→ **Problem statement**:
Copy the first line of the entries below and every line after it through the line containing "Target: scattered rock". Do not include pictures.
Material shown: Begin
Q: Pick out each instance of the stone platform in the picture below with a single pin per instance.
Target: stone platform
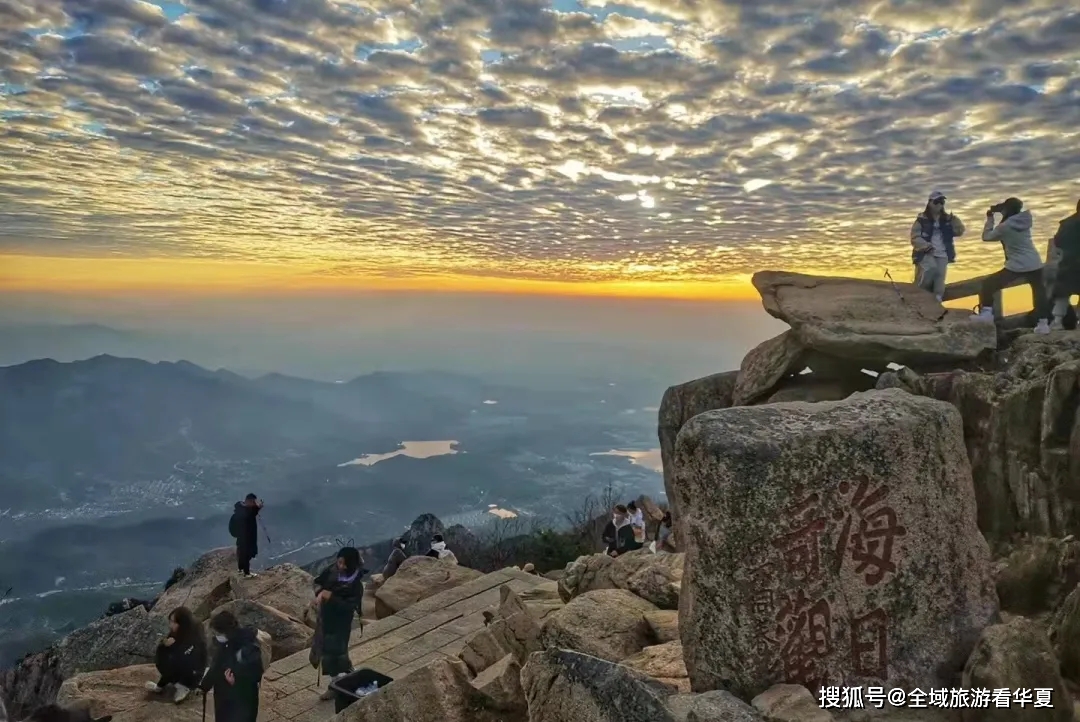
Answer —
(432, 628)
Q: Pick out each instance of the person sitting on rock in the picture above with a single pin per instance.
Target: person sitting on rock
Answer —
(665, 542)
(623, 532)
(180, 657)
(636, 521)
(237, 671)
(1023, 262)
(932, 247)
(396, 557)
(1067, 281)
(339, 591)
(439, 549)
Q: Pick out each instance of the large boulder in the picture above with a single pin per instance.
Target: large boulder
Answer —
(203, 587)
(120, 640)
(1065, 636)
(285, 587)
(831, 543)
(652, 576)
(419, 577)
(766, 365)
(683, 403)
(1016, 656)
(1022, 432)
(662, 663)
(872, 322)
(122, 694)
(288, 636)
(437, 692)
(1037, 575)
(562, 685)
(608, 624)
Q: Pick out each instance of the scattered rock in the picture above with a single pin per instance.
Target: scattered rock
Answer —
(663, 625)
(562, 685)
(790, 703)
(419, 577)
(872, 322)
(836, 527)
(204, 586)
(439, 692)
(122, 694)
(285, 587)
(766, 365)
(1016, 656)
(120, 640)
(608, 624)
(662, 663)
(287, 636)
(1037, 576)
(502, 683)
(649, 575)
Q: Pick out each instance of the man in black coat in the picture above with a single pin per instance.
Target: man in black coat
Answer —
(235, 673)
(244, 526)
(339, 591)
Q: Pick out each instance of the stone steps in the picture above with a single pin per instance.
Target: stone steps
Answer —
(396, 645)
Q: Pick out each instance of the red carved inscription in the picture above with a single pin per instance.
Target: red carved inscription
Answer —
(800, 547)
(869, 531)
(869, 652)
(805, 627)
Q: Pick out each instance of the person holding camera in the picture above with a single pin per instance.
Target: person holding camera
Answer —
(1023, 261)
(932, 247)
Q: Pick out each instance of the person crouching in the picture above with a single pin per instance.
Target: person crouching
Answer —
(180, 657)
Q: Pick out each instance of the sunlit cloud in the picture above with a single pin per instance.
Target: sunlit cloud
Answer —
(631, 146)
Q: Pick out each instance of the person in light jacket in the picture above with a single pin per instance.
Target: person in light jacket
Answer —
(932, 247)
(1023, 261)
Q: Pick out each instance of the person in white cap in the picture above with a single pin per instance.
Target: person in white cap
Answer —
(932, 246)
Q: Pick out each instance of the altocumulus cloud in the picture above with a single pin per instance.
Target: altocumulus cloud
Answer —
(650, 139)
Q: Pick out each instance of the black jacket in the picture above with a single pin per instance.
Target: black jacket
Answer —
(239, 702)
(335, 618)
(247, 540)
(184, 661)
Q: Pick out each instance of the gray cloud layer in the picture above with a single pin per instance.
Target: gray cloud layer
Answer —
(511, 137)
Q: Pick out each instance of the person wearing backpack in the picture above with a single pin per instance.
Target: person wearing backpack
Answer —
(235, 673)
(244, 527)
(339, 591)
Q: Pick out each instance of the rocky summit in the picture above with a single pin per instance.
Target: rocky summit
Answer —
(881, 498)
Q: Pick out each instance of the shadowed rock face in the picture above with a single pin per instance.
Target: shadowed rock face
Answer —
(844, 530)
(872, 322)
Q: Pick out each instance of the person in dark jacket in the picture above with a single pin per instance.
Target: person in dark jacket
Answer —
(180, 657)
(237, 671)
(396, 557)
(339, 591)
(245, 527)
(1067, 281)
(624, 540)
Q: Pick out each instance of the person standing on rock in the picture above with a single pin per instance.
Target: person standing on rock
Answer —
(237, 672)
(396, 557)
(624, 540)
(339, 591)
(1067, 282)
(180, 657)
(1023, 261)
(932, 247)
(244, 527)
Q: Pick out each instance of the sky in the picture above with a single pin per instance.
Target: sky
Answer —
(569, 148)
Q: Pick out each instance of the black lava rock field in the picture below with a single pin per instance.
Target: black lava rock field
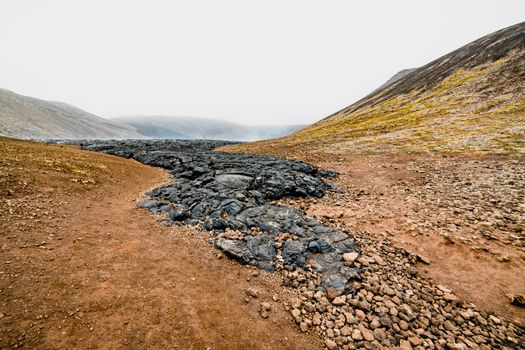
Material shown: End
→ **Response**:
Q: Pick out each instance of the stone platform in the picture below with a single pin per instance.
Target: stone platform
Answer —
(432, 628)
Q: Pick out each instance of the person sitting on rock in the picture above with a single pin per instance.
Target: person sitting on rock
Answer —
(665, 542)
(623, 532)
(180, 657)
(636, 521)
(237, 671)
(1023, 262)
(932, 247)
(396, 557)
(1067, 281)
(339, 591)
(439, 549)
Q: Pick out each instance of the large boulder in the picture above with a single pin per instance.
Target: large boulder
Answer —
(203, 587)
(120, 640)
(1065, 636)
(285, 587)
(831, 543)
(652, 576)
(419, 577)
(766, 365)
(683, 403)
(1016, 656)
(1022, 432)
(662, 663)
(872, 322)
(122, 694)
(288, 636)
(437, 692)
(1037, 575)
(562, 685)
(608, 624)
Q: Pick out each instance of the scattered rock in the picture above with a single pin per instance.
Target: scattered rock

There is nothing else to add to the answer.